Written instruction: Reproduce every one of the items below word for word, leaving out the picture.

Record excerpts:
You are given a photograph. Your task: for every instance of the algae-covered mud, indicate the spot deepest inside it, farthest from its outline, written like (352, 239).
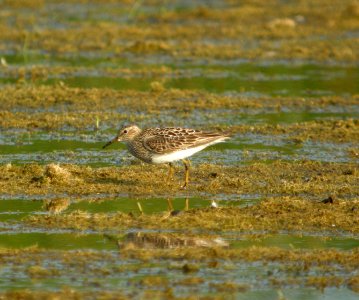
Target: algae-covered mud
(272, 213)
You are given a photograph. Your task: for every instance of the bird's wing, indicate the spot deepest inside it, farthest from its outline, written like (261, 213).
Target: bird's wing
(167, 140)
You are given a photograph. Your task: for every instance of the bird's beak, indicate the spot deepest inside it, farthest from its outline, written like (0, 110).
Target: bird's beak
(110, 142)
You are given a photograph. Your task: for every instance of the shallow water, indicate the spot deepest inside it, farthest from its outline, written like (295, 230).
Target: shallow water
(120, 69)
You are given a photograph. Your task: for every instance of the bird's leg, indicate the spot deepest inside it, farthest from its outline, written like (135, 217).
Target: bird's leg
(186, 176)
(170, 172)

Output of the exercise:
You are given a photograph. Your task: for every instance of the algae-covered mud, indicate the spot deepest inside it, farthest from its outline, written like (352, 239).
Target: algae-covered mud
(272, 213)
You are given a photograph. Your task: for every instance of the bird's wing, indicate the spot deepest inside it, farthest from its outline, written like (261, 213).
Target: bird's wing
(167, 140)
You are given a photograph. Your task: for every instance of the bird's beak, indicate the spot deepest inside it, farthest from its outline, written like (0, 110).
Target: bird's beak
(110, 142)
You are given a photograph. Your task: for every instance of the shallow water, indicate the spot deepest inside it, farthest from its outline, written like (295, 230).
Target: shallow water
(120, 69)
You are given a photograph. Your task: for every instance of the bird's leg, indicate the spot deepest inside it, farthest from its outline, written like (135, 217).
Target: bird's leg
(186, 176)
(170, 172)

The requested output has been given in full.